PROBLEM TO WORK ON:
Print word for word the passage of the Linkerd forum post below, starting at "Fs-namer is just" and ending at "the certificate from.".

SOURCE TEXT:
+ + + + +
Hi Linkerd Guys, how are you?
In the past month or so I’m struggling to configure a proper transparent SSL/TLS architecture for my DC/OS cluster. The purpose is to achieve TLS communication internally and also when trying to reach another cluster in our network/organisation. It works something like this:
We have two Linkerd - “internal” and “external”:
- Internal Linkerd sits on every agent in a cluster and acts as a proxy. Every request any service is trying to make is entering Linkerd via the incoming port 3128 and continues via the outgoing port 3126. We have a dtab configuration that “intercepts” every outgoing request with the help of a fs-namer and sends it to the “public” or “external Linkerd”. The dtab is built to recognise whether a request needs to stay in the cluster or reach another one, “behind” the external Linkerd. If the request is meant for another cluster, it’s being sent there after the fs-namer is activated.
- External Linkerd sits “in the middle” of the request path and acts as a “gateway” to and from each cluster to another. Every external Linkerd instance has a single IP address. As I said, it has only one router configured to listen on port 3126. The fs-namer in the internal Linkerd sends every request to this IP:3126 (notice the configuration is static for now). In the external Linkerd’s configuration, the router uses a port transformer to change the destination port of every outgoing request to port 3126 - which, as you’ve may noticed, is also the outgoing port of internal Linkerd. That’s because external Linkerd uses Marathon namer as well as the internal, and the port it will get after binding is just a dynamic Marathon port - but we need it to continue to the static Linkerd port on the other end.
So every request trying to leave a cluster transforms via the fs-namer to reach the external Linkerd (if needed). Before it continues to the destination service in the second cluster, external Linkerd transforms the request’s port again so it could reach the Linekrd proxy on the destination cluster and agent as well.
Fs-namer is just a static IP:PORT file with the addresses of external Linkerd (port 3126).
So everything works but the problem is the availability of this architecture since we have two main concerns.
First: certificate update. I understand we can just inject a new certificate to every running instance/container of Linkerd and it’s supposed to be able to update those certificates online, on the go, with no downtime. I’ve just wondered if there’s maybe a way to use a single location for certificates, like a S3 bucket that all the instances will download the certificate from.
+ + + + +
Rows from a pointing dataset:

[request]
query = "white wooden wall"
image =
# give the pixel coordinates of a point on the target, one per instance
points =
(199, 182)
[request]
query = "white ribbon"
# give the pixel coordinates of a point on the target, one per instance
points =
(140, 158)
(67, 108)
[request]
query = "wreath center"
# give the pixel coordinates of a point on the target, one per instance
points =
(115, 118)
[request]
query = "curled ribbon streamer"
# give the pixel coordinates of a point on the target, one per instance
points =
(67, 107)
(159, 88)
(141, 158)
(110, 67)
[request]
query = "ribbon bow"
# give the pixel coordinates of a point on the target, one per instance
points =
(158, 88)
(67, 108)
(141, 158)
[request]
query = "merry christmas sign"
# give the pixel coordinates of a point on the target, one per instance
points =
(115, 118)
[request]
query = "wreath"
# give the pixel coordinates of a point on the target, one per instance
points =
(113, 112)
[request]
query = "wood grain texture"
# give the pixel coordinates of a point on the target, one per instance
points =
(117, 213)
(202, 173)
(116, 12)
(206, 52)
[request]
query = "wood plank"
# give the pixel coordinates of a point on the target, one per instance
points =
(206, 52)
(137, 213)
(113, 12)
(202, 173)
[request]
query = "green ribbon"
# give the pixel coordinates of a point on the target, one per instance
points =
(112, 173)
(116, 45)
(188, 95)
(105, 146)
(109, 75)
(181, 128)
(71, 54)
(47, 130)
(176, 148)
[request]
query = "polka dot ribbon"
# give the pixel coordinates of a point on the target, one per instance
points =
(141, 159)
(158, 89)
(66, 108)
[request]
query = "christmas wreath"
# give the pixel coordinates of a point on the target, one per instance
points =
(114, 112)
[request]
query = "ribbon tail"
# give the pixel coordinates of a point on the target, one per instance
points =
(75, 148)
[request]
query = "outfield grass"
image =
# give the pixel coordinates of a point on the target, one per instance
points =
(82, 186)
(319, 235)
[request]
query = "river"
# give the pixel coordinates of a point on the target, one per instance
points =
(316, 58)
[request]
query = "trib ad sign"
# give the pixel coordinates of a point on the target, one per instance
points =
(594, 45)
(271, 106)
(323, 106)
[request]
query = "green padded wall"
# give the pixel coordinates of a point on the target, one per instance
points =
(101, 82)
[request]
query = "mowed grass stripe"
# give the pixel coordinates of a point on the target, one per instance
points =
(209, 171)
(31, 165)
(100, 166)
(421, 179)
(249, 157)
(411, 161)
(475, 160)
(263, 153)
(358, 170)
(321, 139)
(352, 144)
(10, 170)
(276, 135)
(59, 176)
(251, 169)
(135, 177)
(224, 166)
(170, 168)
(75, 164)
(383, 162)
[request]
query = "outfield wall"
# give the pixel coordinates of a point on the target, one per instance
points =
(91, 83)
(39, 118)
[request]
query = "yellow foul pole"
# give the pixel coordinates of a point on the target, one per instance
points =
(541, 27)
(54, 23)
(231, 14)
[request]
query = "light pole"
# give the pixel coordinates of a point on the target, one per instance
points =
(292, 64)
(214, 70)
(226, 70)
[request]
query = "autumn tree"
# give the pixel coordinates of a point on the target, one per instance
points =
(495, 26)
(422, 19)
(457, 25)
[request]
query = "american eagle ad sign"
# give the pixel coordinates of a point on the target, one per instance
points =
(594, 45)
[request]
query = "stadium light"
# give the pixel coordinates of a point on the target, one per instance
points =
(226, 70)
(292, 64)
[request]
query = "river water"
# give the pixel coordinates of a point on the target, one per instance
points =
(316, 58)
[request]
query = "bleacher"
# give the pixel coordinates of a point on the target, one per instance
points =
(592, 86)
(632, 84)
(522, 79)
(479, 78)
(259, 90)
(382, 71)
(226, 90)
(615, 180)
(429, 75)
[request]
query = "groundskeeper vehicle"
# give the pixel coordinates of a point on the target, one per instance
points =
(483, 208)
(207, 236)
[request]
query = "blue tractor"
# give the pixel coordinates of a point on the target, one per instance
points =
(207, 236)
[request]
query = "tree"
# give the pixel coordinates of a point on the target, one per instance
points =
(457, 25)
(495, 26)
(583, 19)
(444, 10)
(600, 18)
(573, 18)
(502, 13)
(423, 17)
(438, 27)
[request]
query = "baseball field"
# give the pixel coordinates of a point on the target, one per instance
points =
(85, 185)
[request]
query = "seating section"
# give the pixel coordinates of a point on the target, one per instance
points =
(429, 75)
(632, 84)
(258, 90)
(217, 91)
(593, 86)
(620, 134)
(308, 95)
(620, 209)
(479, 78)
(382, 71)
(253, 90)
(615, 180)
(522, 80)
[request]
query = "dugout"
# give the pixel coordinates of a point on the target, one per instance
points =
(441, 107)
+ + + + +
PROBLEM SOLUTION:
Fs-namer is just a static IP:PORT file with the addresses of external Linkerd (port 3126).
So everything works but the problem is the availability of this architecture since we have two main concerns.
First: certificate update. I understand we can just inject a new certificate to every running instance/container of Linkerd and it’s supposed to be able to update those certificates online, on the go, with no downtime. I’ve just wondered if there’s maybe a way to use a single location for certificates, like a S3 bucket that all the instances will download the certificate from.